(Dataset records)

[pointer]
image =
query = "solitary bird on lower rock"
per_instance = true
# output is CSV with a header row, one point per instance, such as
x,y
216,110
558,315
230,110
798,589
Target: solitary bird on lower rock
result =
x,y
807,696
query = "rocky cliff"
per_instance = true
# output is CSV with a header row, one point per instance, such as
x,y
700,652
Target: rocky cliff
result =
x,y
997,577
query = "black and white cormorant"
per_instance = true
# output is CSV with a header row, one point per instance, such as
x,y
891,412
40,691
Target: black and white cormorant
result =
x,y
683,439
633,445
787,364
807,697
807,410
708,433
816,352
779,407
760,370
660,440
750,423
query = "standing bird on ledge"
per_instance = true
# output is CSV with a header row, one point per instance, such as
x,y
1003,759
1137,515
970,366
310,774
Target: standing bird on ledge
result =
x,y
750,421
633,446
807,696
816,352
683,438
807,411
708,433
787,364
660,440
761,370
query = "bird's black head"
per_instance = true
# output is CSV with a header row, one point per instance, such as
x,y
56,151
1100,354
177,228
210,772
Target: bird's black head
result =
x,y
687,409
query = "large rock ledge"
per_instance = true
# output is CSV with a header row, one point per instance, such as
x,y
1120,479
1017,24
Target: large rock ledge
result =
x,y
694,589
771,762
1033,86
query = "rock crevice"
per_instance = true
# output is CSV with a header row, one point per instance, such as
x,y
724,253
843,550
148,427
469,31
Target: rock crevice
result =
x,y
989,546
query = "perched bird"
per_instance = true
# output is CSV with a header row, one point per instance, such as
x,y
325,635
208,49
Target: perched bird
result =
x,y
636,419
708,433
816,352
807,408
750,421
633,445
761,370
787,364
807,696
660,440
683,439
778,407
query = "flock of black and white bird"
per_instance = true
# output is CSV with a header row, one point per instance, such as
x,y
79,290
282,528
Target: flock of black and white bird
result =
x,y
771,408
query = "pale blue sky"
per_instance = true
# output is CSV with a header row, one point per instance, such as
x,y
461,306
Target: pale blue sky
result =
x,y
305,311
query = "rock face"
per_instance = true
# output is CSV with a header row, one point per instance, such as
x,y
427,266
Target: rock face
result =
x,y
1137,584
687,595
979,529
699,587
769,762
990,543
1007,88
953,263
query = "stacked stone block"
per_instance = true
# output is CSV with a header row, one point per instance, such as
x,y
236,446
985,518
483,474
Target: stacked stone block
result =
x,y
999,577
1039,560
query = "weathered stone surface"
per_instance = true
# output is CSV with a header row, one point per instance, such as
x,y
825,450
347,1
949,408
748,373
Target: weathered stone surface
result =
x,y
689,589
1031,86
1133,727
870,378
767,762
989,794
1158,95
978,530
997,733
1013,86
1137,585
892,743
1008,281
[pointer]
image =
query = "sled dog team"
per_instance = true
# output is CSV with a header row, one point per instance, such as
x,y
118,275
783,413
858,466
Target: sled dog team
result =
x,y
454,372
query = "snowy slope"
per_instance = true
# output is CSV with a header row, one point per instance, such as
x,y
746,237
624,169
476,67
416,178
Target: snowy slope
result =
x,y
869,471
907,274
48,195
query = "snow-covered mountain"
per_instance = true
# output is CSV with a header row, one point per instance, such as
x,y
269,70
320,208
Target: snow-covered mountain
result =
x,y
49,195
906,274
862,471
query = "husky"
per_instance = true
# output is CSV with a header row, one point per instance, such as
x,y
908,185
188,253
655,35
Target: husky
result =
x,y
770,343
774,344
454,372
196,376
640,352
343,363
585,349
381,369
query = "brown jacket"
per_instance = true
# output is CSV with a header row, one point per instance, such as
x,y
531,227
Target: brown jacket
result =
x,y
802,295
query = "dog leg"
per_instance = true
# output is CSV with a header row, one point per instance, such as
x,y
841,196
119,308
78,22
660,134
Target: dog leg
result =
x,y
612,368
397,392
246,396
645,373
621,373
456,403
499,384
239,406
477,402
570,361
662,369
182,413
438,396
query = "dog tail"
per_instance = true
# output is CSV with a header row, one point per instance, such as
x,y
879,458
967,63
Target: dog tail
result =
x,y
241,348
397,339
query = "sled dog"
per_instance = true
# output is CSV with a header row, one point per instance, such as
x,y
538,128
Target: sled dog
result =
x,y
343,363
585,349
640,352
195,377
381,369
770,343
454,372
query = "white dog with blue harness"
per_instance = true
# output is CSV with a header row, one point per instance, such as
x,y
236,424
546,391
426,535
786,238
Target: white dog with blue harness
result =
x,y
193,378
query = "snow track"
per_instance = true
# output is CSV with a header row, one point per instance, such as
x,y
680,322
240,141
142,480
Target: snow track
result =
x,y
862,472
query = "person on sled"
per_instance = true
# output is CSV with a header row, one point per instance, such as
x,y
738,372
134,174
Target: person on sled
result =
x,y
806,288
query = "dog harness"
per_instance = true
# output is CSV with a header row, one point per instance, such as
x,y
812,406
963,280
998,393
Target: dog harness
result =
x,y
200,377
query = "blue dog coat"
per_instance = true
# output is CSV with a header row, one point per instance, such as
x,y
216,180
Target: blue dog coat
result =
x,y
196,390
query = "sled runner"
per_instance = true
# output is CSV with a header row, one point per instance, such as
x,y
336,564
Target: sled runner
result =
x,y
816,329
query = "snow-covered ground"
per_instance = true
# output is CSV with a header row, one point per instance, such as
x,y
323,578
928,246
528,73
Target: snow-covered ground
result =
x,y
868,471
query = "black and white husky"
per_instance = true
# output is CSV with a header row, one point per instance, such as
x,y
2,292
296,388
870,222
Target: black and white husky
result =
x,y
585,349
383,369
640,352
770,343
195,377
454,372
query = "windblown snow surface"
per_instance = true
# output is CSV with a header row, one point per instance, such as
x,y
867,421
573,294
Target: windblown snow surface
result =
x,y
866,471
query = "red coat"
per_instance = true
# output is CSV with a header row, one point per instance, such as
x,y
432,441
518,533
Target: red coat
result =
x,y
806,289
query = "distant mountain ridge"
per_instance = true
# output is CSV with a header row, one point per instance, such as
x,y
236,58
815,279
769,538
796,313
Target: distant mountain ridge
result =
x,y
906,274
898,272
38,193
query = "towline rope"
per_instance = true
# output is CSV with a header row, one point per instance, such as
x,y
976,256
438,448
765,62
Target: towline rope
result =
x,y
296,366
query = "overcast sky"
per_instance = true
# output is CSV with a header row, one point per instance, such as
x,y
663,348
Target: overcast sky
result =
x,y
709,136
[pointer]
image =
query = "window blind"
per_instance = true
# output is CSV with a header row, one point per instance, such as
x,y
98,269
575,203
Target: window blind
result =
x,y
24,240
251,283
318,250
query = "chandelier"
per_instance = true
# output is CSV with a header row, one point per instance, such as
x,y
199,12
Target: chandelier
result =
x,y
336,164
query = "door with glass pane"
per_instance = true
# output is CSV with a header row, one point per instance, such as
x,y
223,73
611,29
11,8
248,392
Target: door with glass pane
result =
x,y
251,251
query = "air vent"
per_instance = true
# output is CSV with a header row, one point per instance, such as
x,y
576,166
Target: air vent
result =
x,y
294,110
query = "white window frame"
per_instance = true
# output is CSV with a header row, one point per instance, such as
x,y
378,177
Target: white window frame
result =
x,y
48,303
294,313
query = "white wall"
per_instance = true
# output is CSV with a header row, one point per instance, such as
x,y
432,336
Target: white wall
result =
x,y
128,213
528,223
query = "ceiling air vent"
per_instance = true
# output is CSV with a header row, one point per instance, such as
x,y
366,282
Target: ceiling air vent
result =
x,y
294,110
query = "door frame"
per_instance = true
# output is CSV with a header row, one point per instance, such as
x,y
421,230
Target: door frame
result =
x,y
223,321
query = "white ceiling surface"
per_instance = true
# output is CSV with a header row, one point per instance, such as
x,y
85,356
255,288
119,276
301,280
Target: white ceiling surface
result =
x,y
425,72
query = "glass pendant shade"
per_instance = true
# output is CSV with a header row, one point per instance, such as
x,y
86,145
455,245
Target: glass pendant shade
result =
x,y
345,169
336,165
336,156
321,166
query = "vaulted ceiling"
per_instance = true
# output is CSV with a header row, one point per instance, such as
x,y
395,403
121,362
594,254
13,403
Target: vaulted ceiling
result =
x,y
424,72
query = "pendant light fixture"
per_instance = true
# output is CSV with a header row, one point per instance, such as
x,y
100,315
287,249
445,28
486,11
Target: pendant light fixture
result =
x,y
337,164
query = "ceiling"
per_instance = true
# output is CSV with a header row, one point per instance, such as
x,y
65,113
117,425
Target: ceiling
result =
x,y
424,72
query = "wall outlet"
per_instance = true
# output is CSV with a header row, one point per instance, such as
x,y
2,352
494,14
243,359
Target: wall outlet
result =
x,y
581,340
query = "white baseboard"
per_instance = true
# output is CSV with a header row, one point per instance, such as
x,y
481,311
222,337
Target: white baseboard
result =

(End Dataset records)

[To do]: Wherever the word "distant" turns up in the records above, copy the line that holds it.

[Solution for this task]:
query = "distant mountain ridge"
Target: distant mountain ridge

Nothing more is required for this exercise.